# Provided material
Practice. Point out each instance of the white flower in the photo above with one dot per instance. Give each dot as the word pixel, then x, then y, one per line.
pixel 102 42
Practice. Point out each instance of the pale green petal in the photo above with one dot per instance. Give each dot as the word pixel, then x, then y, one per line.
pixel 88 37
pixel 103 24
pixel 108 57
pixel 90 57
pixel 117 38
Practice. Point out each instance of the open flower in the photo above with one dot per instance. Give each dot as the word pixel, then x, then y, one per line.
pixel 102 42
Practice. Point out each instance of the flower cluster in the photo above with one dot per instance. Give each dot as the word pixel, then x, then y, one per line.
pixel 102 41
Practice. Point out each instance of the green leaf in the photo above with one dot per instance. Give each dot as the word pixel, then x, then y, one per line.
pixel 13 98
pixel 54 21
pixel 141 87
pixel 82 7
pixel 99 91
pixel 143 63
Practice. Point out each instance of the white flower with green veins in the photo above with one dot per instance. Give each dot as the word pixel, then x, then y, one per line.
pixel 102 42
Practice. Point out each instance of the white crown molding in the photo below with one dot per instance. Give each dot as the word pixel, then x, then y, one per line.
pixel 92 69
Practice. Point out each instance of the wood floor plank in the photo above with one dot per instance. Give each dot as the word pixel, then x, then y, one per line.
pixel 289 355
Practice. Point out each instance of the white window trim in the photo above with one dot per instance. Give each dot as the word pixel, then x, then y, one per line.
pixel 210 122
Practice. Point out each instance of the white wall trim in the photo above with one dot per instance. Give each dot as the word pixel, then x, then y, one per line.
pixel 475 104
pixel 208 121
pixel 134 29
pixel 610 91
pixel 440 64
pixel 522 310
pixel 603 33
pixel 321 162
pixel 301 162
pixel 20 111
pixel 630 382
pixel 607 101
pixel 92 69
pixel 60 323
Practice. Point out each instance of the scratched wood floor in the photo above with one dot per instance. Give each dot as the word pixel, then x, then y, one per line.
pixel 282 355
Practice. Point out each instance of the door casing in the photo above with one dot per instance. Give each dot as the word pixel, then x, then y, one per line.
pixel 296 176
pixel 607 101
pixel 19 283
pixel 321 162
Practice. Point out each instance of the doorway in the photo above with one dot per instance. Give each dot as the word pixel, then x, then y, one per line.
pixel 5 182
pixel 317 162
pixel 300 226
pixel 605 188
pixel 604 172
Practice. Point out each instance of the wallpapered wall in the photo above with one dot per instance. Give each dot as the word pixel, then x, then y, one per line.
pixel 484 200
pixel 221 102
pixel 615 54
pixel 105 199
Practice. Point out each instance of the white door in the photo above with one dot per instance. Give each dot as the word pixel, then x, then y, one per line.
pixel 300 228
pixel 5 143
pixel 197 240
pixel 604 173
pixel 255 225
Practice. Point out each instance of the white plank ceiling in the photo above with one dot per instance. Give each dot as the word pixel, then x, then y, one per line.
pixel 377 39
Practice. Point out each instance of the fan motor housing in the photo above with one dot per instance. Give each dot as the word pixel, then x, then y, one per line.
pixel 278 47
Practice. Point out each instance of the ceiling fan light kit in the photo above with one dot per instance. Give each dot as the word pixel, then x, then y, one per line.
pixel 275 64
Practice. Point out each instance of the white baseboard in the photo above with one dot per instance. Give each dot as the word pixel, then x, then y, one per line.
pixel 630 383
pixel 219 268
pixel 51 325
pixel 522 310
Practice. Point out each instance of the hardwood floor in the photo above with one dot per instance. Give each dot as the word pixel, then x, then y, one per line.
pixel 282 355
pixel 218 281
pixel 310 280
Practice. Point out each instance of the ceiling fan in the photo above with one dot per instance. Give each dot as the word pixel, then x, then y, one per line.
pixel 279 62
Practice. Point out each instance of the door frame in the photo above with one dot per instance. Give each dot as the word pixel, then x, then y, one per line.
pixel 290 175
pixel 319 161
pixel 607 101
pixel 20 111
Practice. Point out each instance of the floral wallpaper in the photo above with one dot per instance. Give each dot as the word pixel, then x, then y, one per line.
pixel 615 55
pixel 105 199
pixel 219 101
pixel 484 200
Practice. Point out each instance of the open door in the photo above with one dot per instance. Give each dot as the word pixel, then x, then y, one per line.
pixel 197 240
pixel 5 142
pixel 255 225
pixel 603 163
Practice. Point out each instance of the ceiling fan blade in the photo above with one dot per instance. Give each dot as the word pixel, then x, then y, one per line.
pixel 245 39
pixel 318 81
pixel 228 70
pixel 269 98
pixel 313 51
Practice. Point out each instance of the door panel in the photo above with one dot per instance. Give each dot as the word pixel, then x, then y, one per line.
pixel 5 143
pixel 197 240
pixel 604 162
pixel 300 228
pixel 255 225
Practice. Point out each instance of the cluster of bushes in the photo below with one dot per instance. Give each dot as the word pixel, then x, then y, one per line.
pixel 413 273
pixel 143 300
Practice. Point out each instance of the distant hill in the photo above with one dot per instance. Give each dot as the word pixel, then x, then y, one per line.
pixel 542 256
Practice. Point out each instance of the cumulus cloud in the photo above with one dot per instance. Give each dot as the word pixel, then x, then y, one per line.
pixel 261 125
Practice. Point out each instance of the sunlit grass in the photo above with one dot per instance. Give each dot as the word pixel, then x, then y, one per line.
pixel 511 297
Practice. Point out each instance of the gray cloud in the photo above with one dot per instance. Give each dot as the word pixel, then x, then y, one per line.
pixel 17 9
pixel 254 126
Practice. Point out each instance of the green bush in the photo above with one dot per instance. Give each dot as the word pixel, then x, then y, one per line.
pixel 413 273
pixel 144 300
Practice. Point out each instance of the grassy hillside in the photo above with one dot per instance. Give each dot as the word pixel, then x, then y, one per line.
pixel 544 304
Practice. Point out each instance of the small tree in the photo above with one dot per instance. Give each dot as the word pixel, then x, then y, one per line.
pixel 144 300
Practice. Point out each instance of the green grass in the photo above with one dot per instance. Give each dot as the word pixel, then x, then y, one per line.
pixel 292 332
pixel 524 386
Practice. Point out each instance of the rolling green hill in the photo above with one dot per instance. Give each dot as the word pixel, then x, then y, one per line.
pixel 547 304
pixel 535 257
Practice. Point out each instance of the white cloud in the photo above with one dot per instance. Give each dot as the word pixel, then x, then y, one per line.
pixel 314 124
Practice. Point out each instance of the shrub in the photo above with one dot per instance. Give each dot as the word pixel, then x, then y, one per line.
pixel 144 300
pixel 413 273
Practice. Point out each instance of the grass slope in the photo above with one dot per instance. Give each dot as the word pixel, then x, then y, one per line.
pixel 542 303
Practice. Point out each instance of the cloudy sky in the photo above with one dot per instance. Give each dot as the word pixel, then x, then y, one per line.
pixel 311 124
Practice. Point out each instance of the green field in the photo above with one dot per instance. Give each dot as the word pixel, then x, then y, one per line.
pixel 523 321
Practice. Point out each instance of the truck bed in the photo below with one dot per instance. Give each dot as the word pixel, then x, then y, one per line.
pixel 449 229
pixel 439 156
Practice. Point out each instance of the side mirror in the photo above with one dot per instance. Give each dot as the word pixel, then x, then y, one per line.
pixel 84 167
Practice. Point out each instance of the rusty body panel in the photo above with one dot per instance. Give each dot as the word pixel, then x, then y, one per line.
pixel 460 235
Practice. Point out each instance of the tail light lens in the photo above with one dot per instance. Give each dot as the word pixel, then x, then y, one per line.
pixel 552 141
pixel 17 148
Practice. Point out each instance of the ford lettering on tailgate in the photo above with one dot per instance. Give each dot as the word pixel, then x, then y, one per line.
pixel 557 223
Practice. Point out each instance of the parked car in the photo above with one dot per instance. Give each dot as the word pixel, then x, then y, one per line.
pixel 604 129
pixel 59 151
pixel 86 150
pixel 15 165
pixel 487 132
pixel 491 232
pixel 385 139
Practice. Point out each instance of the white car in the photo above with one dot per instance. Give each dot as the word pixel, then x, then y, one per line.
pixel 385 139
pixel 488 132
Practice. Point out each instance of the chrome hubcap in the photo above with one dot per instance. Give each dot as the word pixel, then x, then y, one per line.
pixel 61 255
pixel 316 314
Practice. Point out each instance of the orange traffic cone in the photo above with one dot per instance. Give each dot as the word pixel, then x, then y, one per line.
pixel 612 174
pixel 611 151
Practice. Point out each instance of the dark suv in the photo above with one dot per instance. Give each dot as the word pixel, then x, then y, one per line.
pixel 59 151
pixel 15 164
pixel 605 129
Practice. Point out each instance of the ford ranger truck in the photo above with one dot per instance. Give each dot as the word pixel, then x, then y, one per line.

# Aim of the task
Exactly and only the lines from the line containing "Practice. Point out each instance of the tail" through the last line of the entries should be copied, both ends included.

# Answer to the exercise
Practice. Point out each instance of the tail light lens in the photo above with one dot per instance. Give each dot as the word pixel, then x, then y, one per line.
pixel 552 141
pixel 17 148
Practice. Point out each instance of the ford lettering on tailgate in the photo above with one dot per instance. Give each dot as the word pixel, then x, then y, one per line.
pixel 557 223
Practice. Point out each instance of the parked car in the photo above with one dot per instance. Give each dot as the word pixel, then x, then y, one per line.
pixel 604 129
pixel 59 151
pixel 86 150
pixel 15 165
pixel 487 132
pixel 491 232
pixel 385 139
Practice. Point out each instance of the white car in the photo above with one dot per instance. Give each dot as the word pixel, then x, then y, one per line.
pixel 385 139
pixel 488 132
Practice. Point out each instance of the chrome hubcap in the photo above with one dot per instance. Give each dot as the word pixel, then x, then y, one per line.
pixel 61 255
pixel 316 314
Practice. Point out each instance of the orange traffic cone in the photo above with one dot per instance. Give each dot as the word pixel, then x, then y, one per line.
pixel 612 174
pixel 611 151
Practice. Point out each instance of the dark suv in the photo above with one dot per instance. Give each dot as the word pixel, then x, then y, one per line.
pixel 59 151
pixel 15 164
pixel 605 129
Practice. Point out each instance of the ford ranger truck in the photo above with one dot per instance. Give each dot as the word pixel, then x, then y, one per line.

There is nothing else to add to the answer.